[Excerpts of location labeling data]
>> start

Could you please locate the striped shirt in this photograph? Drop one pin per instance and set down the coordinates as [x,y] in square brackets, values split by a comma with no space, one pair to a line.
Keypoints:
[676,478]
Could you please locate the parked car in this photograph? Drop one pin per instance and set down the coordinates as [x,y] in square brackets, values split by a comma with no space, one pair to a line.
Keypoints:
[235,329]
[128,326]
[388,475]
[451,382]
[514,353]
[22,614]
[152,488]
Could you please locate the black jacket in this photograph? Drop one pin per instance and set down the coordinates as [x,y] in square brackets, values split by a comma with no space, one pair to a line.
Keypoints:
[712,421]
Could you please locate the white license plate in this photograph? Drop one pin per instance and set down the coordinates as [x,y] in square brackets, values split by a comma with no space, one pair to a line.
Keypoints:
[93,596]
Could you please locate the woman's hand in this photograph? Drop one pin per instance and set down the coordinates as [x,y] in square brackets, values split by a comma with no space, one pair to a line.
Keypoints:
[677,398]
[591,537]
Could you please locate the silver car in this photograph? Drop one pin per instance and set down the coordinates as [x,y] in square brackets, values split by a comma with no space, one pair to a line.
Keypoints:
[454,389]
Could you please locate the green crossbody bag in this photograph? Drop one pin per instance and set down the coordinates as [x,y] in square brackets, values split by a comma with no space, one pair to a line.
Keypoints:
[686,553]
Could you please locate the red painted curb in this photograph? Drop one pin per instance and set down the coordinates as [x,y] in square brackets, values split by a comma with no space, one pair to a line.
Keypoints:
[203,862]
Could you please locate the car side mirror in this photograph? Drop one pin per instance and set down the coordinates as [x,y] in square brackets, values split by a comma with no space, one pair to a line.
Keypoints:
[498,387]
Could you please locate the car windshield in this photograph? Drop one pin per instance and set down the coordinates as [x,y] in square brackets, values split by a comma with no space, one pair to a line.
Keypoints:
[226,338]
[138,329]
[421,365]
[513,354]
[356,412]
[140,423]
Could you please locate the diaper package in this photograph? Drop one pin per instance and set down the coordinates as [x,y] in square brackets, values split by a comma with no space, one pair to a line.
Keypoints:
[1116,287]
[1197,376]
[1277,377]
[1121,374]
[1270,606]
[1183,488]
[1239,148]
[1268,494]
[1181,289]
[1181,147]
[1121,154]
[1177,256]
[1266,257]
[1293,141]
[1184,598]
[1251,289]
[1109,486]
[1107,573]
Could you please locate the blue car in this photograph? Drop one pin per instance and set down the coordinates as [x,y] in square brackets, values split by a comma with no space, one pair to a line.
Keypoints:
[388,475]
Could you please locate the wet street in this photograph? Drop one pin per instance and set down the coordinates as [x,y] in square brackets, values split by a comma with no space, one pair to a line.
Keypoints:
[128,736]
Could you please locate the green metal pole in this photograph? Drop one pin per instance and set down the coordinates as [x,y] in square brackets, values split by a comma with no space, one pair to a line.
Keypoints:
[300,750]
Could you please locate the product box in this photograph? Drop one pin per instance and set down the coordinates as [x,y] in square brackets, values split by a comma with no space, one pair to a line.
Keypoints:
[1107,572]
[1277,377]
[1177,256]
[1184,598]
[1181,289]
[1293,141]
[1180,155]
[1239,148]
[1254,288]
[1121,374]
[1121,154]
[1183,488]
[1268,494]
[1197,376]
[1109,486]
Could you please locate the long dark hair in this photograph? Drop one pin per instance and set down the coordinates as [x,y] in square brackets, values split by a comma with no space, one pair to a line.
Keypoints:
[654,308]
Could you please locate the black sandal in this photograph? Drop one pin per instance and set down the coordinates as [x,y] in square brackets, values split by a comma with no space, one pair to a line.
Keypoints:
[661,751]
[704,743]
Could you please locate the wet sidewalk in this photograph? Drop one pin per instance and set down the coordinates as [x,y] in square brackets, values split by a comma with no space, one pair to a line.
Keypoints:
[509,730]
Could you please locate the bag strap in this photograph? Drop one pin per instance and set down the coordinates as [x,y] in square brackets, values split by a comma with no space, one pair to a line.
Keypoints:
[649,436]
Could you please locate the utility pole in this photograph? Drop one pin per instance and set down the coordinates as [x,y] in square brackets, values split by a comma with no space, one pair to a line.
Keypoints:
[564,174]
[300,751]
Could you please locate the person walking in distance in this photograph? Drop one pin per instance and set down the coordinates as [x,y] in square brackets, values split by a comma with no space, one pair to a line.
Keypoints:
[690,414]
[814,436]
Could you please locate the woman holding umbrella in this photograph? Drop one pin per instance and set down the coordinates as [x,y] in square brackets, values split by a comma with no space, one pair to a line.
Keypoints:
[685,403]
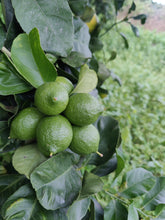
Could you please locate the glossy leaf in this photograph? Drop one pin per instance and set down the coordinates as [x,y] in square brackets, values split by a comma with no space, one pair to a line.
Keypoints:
[87,80]
[26,158]
[132,213]
[120,162]
[156,196]
[10,82]
[53,19]
[78,209]
[106,168]
[56,181]
[109,139]
[9,183]
[80,52]
[30,59]
[115,211]
[23,204]
[139,181]
[91,184]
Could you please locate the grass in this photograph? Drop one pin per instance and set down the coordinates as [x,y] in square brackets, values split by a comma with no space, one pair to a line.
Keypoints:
[139,104]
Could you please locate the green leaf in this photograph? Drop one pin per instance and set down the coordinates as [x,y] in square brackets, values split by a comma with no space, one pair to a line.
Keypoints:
[78,209]
[23,204]
[87,80]
[132,213]
[31,61]
[91,184]
[10,82]
[120,162]
[56,181]
[139,181]
[26,158]
[9,183]
[156,196]
[106,168]
[110,139]
[53,19]
[115,211]
[80,52]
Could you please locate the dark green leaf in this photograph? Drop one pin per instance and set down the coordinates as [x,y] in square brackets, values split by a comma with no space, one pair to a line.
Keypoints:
[87,80]
[78,209]
[125,40]
[132,213]
[132,8]
[120,162]
[26,158]
[30,59]
[23,204]
[156,196]
[109,139]
[10,82]
[139,181]
[56,181]
[9,183]
[106,168]
[53,19]
[115,211]
[80,52]
[91,184]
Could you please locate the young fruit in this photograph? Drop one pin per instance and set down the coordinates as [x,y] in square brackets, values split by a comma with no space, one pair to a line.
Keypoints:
[65,82]
[51,98]
[54,134]
[85,140]
[24,125]
[83,109]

>> end

_Your instructions_:
Give the material again exactly as it is, but keep the pictures out.

_Solution for this exercise_:
Could you please locate the striped shirt in this photograph? Drop one pin per instance and set down the coordinates as [x,y] in square brackets, values split by a comma with no space, one pair to a line.
Keypoints:
[676,478]
Could you please locate the parked car in this photograph? Drop one pin per instance and set down the coordinates as [x,y] in square brackets, values split by a comma with no space, one pair to a line.
Keypoints:
[235,329]
[128,326]
[388,475]
[451,382]
[514,353]
[22,614]
[152,488]
Could you please locate the black jacket in this photograph? Drop one pin per instance and set down the coordinates as [x,y] in square brackets, values split by a comma with no space, one pair to a line.
Keypoints:
[712,421]
Could you please locate the white license plate in this photograph? Drop one pin per instance and set down the coordinates as [x,y] in square brackets, values split by a comma with no space, one pair to a line.
Keypoints:
[93,596]
Could you please locate the woman's hand in this photograph? Drop one pin per instance and set down the coordinates as [x,y] in square brackets, values split by a comma with no space, one pair to a line.
Keypoints:
[677,398]
[591,537]
Could you please locate the silver car in this photograph? Drop one pin per instance and set down the coordinates as [x,y] in square brackets, values split by a comma with no space, one pair to a line.
Keypoints:
[454,389]
Could you please locate the green crossbody bag in this photograph? Drop one pin per instance and set down the coordinates as [x,y] in square brackets, values split by a comma with no space, one pair to a line.
Keypoints:
[686,553]
Could you please locate the red painted curb in this photograph? Drop one pin per instance and set down the coordinates as [x,y] in square brackets, values split by a comma with no space, one pair to a line.
Keypoints:
[203,862]
Could you please locate the car side mirror in this photograph? Drop one pin per instance and set down the coordinates as [x,y] in square brackets, values split by a comma with no space, one pair to a line.
Keypoints:
[498,387]
Could you please locate the car windshield in this photograph? Drop one pin per instance and set down the coordinates as [x,y] in square brackets, values split by a comma with no space, one pair to a line.
Keypoints:
[226,338]
[138,329]
[421,365]
[513,354]
[356,412]
[140,423]
Could you please locate the diaper package in this photograph? Drop one pin per instance and set down the coordinates as [x,y] in square brackets, values split by a comma with no space, one pair to a line.
Keypoints:
[1116,287]
[1197,376]
[1277,377]
[1121,374]
[1270,606]
[1183,488]
[1239,148]
[1268,494]
[1181,289]
[1181,147]
[1121,154]
[1177,256]
[1266,257]
[1293,141]
[1184,598]
[1251,289]
[1109,486]
[1107,573]
Could you please locate the blue car in this photograph? Drop one pin per instance and set down the coordinates as [x,y] in square brackets, values split by a comma with no space, one pair to a line.
Keypoints:
[388,475]
Could you please locate the wet street in this photograph? Drop one pin per instance and set down the coordinates as [x,y] in square brackets, values split by a comma with no space, one pair to a line.
Keypoints:
[128,736]
Could you please locate the green metal pole in this photograph? Drop one pin per instance and set down the coordinates as [x,y] in square brackets, values split by a comma with no space, one pair to a line.
Keypoints:
[300,750]
Could you please locate the product box in this photograph? Drop one pin per instance and set down the coordinates as [x,y] in square brackets, values split by a comma with no space, one pair to a line.
Keypoints:
[1107,572]
[1277,377]
[1177,256]
[1184,598]
[1181,289]
[1293,141]
[1180,155]
[1239,148]
[1254,288]
[1121,374]
[1121,154]
[1183,488]
[1268,494]
[1197,376]
[1109,486]
Could you please locate the long dark hair in this photograph? Drop one pin per instance and set down the coordinates as [x,y] in square brackets, values split by a comma with no space, one pair to a line.
Keypoints:
[654,308]
Could you please locate the black sandal in this photograph? Drop one pin per instance and set down the coordinates as [x,y] in square brackets, values split by a comma with no space, one pair to a line.
Keypoints:
[661,751]
[704,743]
Could you please locate the wet sidewalk in this photograph? Drop one pin per instance and set down the coordinates as [x,y] in square brackets, values split by a comma with no space, one pair to a line.
Keypoints:
[509,730]
Could you please locate the bag strap in this photograph? Drop one pin per instance and set down the coordinates as [x,y] in square brackets, values split by a comma with no space, one pair to a line.
Keypoints:
[649,436]
Could you please locate the utility pole in this photograph? Drop one pin per instance and set down the coordinates as [x,y] in square brackets, values split by a comma with no space, one pair to a line.
Keypoints:
[564,174]
[300,751]
Could you please locate the person walking in distance in this photograph? Drop one pin per instance and set down the coordinates as [x,y] in square brackets, values split by a comma with no space, one pair to a line.
Keypoints:
[690,414]
[814,436]
Could you please locate the woman holding umbrella in this photograph? Drop one pin per instance and set down the coordinates as [x,y] in square brackets, values split by a comma with no space, one pair to a line.
Keypoints:
[685,403]
Could you please locate the glossy leaf in this photograph? Drop one pin per instance and set down the coordinates as [x,y] in square brackets, values split by a comma with no space, one pair to a line.
Keypoints:
[87,80]
[26,158]
[132,213]
[120,162]
[156,196]
[10,82]
[53,19]
[78,209]
[106,168]
[56,181]
[109,139]
[9,183]
[80,52]
[30,59]
[115,211]
[23,204]
[139,181]
[91,184]
Could you please locate the grass in this photograph? Drop one pin per instance and set down the coordinates as [x,y] in square brackets, values split by a comma with no space, one pair to a line.
Keypoints:
[139,104]
Could you please locate the green leaf in this photograph? Drop one pin per instance and set down the coordinates as [x,y] in square brackets, values split by a comma with no space, one pair to a line.
Keypoints:
[78,209]
[23,204]
[87,80]
[132,213]
[31,61]
[91,184]
[10,82]
[120,162]
[56,181]
[139,181]
[26,158]
[9,183]
[156,196]
[106,168]
[110,139]
[53,19]
[115,211]
[80,52]
Could you please locate the dark green leaf in this photograph? Drop one pin per instance and set down the coordinates as [x,y] in square brackets, values split by a comma with no space, one pair to a line.
Keypoints:
[87,80]
[78,209]
[125,40]
[132,213]
[132,8]
[120,162]
[26,158]
[30,59]
[23,204]
[156,196]
[109,139]
[10,82]
[139,181]
[56,181]
[9,183]
[106,168]
[53,19]
[115,211]
[80,52]
[91,184]
Could you please locate the young fruit in this photograph? Drop one pin per instance and set down the coordinates as [x,y] in square brackets, values split by a comma with no space, one pair to a line.
Keypoints:
[65,82]
[51,98]
[54,134]
[85,140]
[24,125]
[83,109]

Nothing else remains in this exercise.